*Work required*. Copy out all the material below, changing every "one marker per instance" to "a single point for each instance" and keeping everything else the same. Leave the pictures out of your copy.
--- Record excerpts ---
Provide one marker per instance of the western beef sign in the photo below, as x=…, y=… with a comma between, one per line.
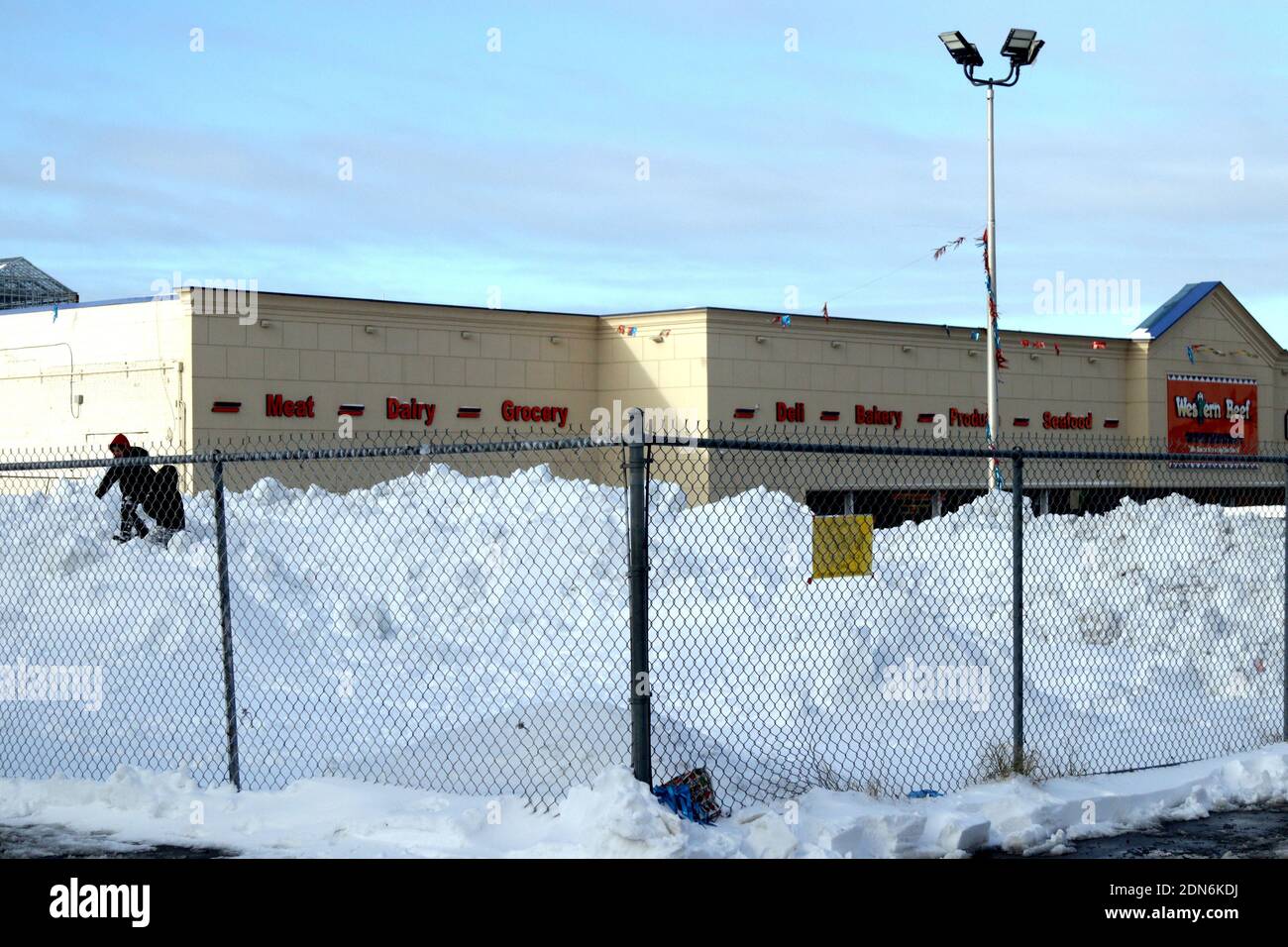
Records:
x=1211, y=418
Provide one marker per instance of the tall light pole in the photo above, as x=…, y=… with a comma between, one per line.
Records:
x=1021, y=48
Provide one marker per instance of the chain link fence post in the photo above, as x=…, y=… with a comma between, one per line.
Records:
x=226, y=621
x=1018, y=609
x=636, y=483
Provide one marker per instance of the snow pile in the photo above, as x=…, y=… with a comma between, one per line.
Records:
x=616, y=817
x=469, y=635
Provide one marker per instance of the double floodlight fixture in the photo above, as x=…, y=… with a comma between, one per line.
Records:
x=1021, y=48
x=964, y=53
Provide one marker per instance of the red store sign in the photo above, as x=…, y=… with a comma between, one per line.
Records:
x=535, y=414
x=410, y=411
x=277, y=406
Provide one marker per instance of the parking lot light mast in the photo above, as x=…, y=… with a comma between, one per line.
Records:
x=1021, y=48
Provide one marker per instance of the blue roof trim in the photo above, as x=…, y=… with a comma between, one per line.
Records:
x=50, y=307
x=1171, y=312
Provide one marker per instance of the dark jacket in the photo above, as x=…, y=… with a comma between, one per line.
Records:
x=136, y=480
x=156, y=491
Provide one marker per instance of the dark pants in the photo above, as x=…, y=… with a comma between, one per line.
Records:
x=130, y=523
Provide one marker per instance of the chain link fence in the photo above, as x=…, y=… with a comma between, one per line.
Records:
x=509, y=615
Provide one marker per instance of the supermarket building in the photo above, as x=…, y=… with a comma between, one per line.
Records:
x=197, y=368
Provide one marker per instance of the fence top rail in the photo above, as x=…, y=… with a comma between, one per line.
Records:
x=415, y=450
x=1001, y=453
x=430, y=449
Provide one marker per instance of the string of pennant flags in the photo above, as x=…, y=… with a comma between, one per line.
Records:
x=1196, y=347
x=634, y=330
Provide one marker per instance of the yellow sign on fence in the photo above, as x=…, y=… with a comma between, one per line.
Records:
x=842, y=547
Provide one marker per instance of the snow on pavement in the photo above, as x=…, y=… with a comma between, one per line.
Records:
x=616, y=817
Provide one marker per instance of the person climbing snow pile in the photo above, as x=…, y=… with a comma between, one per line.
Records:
x=155, y=492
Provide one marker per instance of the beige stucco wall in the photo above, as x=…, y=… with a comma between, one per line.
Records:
x=98, y=369
x=150, y=369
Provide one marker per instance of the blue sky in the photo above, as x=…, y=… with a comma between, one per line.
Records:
x=768, y=169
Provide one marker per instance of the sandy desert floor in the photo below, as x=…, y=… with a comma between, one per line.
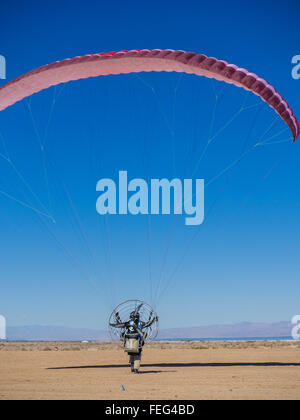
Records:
x=170, y=370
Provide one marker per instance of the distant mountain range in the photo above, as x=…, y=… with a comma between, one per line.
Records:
x=244, y=329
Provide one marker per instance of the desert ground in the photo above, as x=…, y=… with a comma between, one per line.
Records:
x=170, y=370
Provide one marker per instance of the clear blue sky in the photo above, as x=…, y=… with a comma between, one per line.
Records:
x=243, y=265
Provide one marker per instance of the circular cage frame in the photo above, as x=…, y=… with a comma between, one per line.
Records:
x=124, y=310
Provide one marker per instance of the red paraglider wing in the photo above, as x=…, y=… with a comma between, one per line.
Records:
x=136, y=61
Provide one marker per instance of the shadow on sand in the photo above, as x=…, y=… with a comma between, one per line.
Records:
x=172, y=365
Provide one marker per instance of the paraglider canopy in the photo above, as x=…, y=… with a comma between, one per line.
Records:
x=136, y=61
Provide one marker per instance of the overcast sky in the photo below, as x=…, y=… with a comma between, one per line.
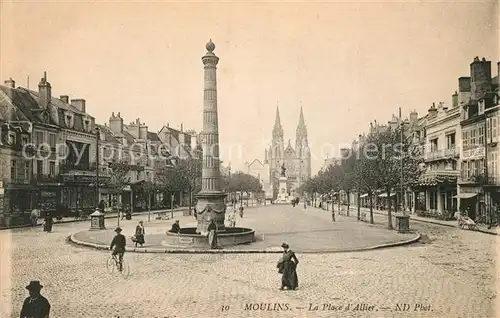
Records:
x=347, y=63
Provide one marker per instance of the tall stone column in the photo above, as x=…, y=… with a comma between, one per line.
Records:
x=211, y=198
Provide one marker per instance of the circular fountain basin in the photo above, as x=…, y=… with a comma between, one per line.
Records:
x=190, y=239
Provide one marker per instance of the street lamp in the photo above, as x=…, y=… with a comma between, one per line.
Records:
x=97, y=218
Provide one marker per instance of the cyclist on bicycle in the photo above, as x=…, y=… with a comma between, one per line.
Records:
x=118, y=243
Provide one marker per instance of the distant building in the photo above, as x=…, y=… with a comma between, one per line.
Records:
x=297, y=161
x=260, y=170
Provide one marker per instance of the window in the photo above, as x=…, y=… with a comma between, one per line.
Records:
x=494, y=129
x=480, y=139
x=494, y=168
x=465, y=169
x=39, y=167
x=52, y=140
x=472, y=137
x=26, y=170
x=52, y=168
x=39, y=138
x=13, y=170
x=12, y=138
x=434, y=145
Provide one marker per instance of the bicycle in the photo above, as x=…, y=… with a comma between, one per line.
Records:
x=113, y=264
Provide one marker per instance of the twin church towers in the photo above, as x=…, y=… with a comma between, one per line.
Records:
x=297, y=161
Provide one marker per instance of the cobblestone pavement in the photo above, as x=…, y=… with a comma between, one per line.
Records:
x=304, y=230
x=453, y=274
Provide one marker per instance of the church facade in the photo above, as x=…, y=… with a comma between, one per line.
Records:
x=297, y=161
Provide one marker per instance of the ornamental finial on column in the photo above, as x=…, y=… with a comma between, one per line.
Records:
x=210, y=46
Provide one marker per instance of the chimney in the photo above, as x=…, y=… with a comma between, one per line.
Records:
x=454, y=100
x=78, y=104
x=10, y=83
x=143, y=132
x=480, y=71
x=464, y=93
x=116, y=123
x=64, y=98
x=413, y=116
x=44, y=92
x=433, y=110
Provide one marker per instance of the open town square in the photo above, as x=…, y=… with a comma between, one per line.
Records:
x=449, y=274
x=168, y=159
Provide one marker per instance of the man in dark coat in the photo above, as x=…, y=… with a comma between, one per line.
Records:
x=35, y=306
x=175, y=227
x=118, y=246
x=287, y=266
x=212, y=234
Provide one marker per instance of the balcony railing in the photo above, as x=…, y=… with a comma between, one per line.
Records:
x=443, y=172
x=442, y=154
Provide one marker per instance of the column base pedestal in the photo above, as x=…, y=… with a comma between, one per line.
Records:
x=403, y=223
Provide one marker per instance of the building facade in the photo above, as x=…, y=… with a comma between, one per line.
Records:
x=477, y=189
x=297, y=161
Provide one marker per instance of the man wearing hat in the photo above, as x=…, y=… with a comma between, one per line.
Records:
x=287, y=266
x=35, y=306
x=175, y=227
x=118, y=243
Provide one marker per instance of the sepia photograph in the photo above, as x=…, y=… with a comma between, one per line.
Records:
x=185, y=159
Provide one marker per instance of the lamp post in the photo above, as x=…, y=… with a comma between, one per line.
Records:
x=97, y=218
x=403, y=220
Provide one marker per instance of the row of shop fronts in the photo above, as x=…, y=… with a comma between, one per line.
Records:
x=76, y=195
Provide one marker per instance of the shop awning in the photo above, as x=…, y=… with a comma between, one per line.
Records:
x=384, y=195
x=465, y=195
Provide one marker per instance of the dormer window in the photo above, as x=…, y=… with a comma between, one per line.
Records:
x=86, y=124
x=69, y=119
x=12, y=138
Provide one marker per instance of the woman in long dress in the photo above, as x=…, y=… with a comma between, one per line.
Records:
x=139, y=234
x=288, y=267
x=48, y=222
x=212, y=234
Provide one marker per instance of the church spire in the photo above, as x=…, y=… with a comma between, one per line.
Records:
x=277, y=130
x=301, y=127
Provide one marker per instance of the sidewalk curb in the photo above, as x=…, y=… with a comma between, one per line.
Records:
x=88, y=220
x=222, y=251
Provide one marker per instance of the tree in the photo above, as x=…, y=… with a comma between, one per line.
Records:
x=394, y=156
x=119, y=178
x=190, y=173
x=365, y=178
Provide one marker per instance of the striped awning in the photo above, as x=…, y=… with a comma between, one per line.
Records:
x=384, y=195
x=430, y=181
---
*Output of the exercise*.
Provide a single point for each instance of the western beef sign in the photo below, as x=…, y=… with a comma between, one per line.
Records:
x=1211, y=418
Provide a single point for each instance of the tall light pole in the photo above, as x=…, y=… with a comma between, one per line.
Records:
x=1021, y=48
Provide a single point for each instance of the chain link fence post in the photo above, as x=…, y=… with a comma between, one per line.
Records:
x=226, y=621
x=1018, y=609
x=636, y=483
Provide a single point for each instance of the snow pile in the photo above, as x=…, y=… with a comma between, one per line.
Records:
x=616, y=817
x=469, y=635
Provide a single point for each instance of the double floodlight fixture in the photo above, as x=…, y=… with a comma between, one per line.
Records:
x=1021, y=48
x=964, y=53
Provide a single point for each instance of the red store sign in the photo above, as x=…, y=… with a comma between, one per line.
Records:
x=535, y=414
x=410, y=411
x=277, y=406
Provide a single point for each instance of the parking lot light mast in the photo above, as x=…, y=… with a comma between, one per line.
Records:
x=1021, y=48
Provide a single point for each instance of the blue roof trim in the photo above, as x=…, y=… with a comma between, one per line.
Records:
x=50, y=307
x=1171, y=312
Provide a single point for each instance of the dark jacket in the photo above, as x=…, y=… with a comma between, one per line.
Records:
x=136, y=480
x=156, y=491
Provide a single point for each instance of the dark pants in the photo above, as x=…, y=… with a comma between, one per line.
Records:
x=130, y=523
Provide a single point for each instance of the chain link fence in the photo above, as x=…, y=… with a comma between, one per line.
Records:
x=509, y=615
Provide a single point for each instance of the supermarket building in the photo above, as x=…, y=… with a comma between, one per line.
Records:
x=197, y=368
Provide a single point for each instance of the fence top rail in the photo above, as x=…, y=… with a comma between, one per line.
Records:
x=415, y=450
x=1001, y=453
x=430, y=449
Provide a single point for each instance of the string of pennant flags in the photo above, as x=…, y=… with a comma between, one per line.
Records:
x=1196, y=347
x=634, y=330
Provide a single point for each instance of the yellow sign on fence in the photo above, as x=…, y=… with a comma between, one per line.
Records:
x=842, y=547
Provide a single point for each instance of the snow on pavement in the photo above, as x=…, y=… with a comma between, one per line.
Records:
x=616, y=817
Provide a single point for each instance of the person climbing snow pile in the photo above, as x=…, y=… with a comma between, one per line.
Records:
x=155, y=492
Provide a single point for each instance of the beige stucco wall in the photo above, as x=…, y=… with a comma between, one per line.
Records:
x=98, y=369
x=150, y=369
Provide a single point for each instance of the blue sky in the photo above, as x=…, y=… with a comma between, one per line.
Records:
x=768, y=169
Provide a single point for each instance of the sandy desert floor in the photo below, as x=…, y=… with a comma between, one per line.
Records:
x=170, y=370
Provide a single point for each instance of the distant mountain range in the photo above, as x=…, y=… with a comma between, one per line.
Records:
x=244, y=329
Provide a single point for each instance of the desert ground in the photo above, as x=…, y=… with a comma between, one per line.
Records:
x=170, y=370
Provide a single point for each instance of the clear blue sky in the photo above, as x=…, y=… with a comma between, one per line.
Records:
x=243, y=265
Provide a single point for each instance of the circular cage frame in the photo above, as x=…, y=… with a comma between, one per line.
Records:
x=124, y=310
Provide a single point for each instance of the red paraglider wing in the photo above, as x=…, y=… with a comma between, one per line.
Records:
x=136, y=61
Provide a single point for each instance of the shadow on sand in the photo above, as x=…, y=… with a comma between, one per line.
Records:
x=172, y=365
Provide a single point for each instance of the paraglider canopy in the photo above, as x=…, y=… with a comma between, one per line.
Records:
x=136, y=61
Provide a single point for each instance of the overcast sky in the photo below, as x=…, y=… with a comma between, one per line.
Records:
x=347, y=63
Provide a single point for each instance of the tall stone column in the photo above, as x=…, y=… with a comma between, one per line.
Records:
x=211, y=198
Provide a single point for each instance of the circular fountain basin in the photo above, as x=…, y=… with a comma between, one per line.
Records:
x=190, y=239
Provide a single point for each instance of the street lamp in the photo above, as x=…, y=… with a comma between, one per line.
Records:
x=97, y=218
Provide a single point for each instance of the cyclist on bicycle in the photo above, as x=…, y=… with a comma between, one per line.
Records:
x=118, y=243
Provide a single point for each instance of the distant building in the photo above, as x=…, y=… with a comma between, one per line.
Records:
x=297, y=161
x=260, y=170
Provide a single point for each instance of the window in the photo above, as x=…, y=… with a comma between, one per line.
Records:
x=494, y=129
x=480, y=139
x=494, y=168
x=465, y=169
x=39, y=167
x=52, y=140
x=472, y=137
x=26, y=170
x=52, y=168
x=39, y=138
x=13, y=170
x=12, y=138
x=434, y=145
Provide a single point for each instance of the bicycle in the photo above, as x=…, y=… with a comma between, one per line.
Records:
x=113, y=264
Provide a single point for each instance of the twin church towers in the photo above, as x=…, y=… with a comma between, one per line.
Records:
x=297, y=161
Provide a single point for each instance of the cobblestone pavement in the photo above, as x=…, y=… with a comma between, one per line.
Records:
x=304, y=230
x=453, y=274
Provide a single point for each instance of the church facade in the photo above, as x=…, y=… with a comma between, one per line.
Records:
x=297, y=161
Provide a single point for each instance of the ornamental finial on column in the photo above, as x=…, y=… with a comma between, one per line.
Records:
x=210, y=46
Provide a single point for each instance of the chimney in the photo above, as x=…, y=… with a comma between, one per line.
Records:
x=454, y=100
x=78, y=104
x=10, y=83
x=143, y=132
x=480, y=71
x=464, y=93
x=116, y=123
x=64, y=98
x=413, y=116
x=44, y=92
x=433, y=110
Provide a single point for each instance of the open town square in the photo above, as x=…, y=… with a comma between, one per line.
Records:
x=449, y=274
x=168, y=159
Provide a single point for each instance of the man in dark coat in the photo above, as x=…, y=… with a comma between, one per line.
Records:
x=35, y=306
x=175, y=227
x=118, y=246
x=287, y=266
x=212, y=234
Provide a single point for each instance of the balcony railing in the photo above, as x=…, y=… with a comma between, one per line.
Records:
x=443, y=172
x=442, y=154
Provide a single point for each instance of the column base pedestal in the photo above, as x=…, y=… with a comma between, one per line.
Records:
x=403, y=223
Provide a single point for each instance of the building facade in the photo above, as x=…, y=… with a comma between, one per line.
Records:
x=477, y=189
x=297, y=161
Provide a single point for each instance of the man wearing hat in the photo above, as x=…, y=… with a comma between, one per line.
Records:
x=287, y=266
x=35, y=306
x=175, y=227
x=118, y=243
Provide a single point for each instance of the sepia photograph in the photo above, as x=…, y=… with a comma between, one per line.
Records:
x=185, y=159
Provide a single point for each instance of the lamp post in the photo above, as x=…, y=… with a comma between, one per line.
Records:
x=97, y=218
x=403, y=220
Provide a single point for each instance of the row of shop fronts in the photo above, as x=…, y=… with a comma between, one per line.
Records:
x=76, y=195
Provide a single point for each instance of the shop awning in the photo above, as x=…, y=… with a comma between, one per line.
Records:
x=384, y=195
x=465, y=195
Provide a single point for each instance of the dormer window in the photo above, as x=…, y=… with a comma between, one per line.
Records:
x=86, y=124
x=69, y=119
x=12, y=138
Provide a single point for each instance of the woman in long dress in the photo above, as x=…, y=… with a comma between, one per line.
Records:
x=139, y=234
x=288, y=267
x=48, y=222
x=212, y=234
Provide a single point for each instance of the church spire in the photo above, as x=…, y=… with a comma between, one per line.
Records:
x=277, y=130
x=301, y=127
Provide a single point for each instance of the sidewalk curb in the photo above, as x=…, y=… with a comma between, one per line.
Records:
x=88, y=220
x=222, y=251
Provide a single point for each instance of the tree in the photo above, as x=…, y=… with a comma between, one per line.
Records:
x=394, y=156
x=119, y=178
x=190, y=173
x=365, y=178
Provide a single point for each instance of the striped awning in the photo above, as x=…, y=… with a comma between, one per line.
Records:
x=384, y=195
x=430, y=181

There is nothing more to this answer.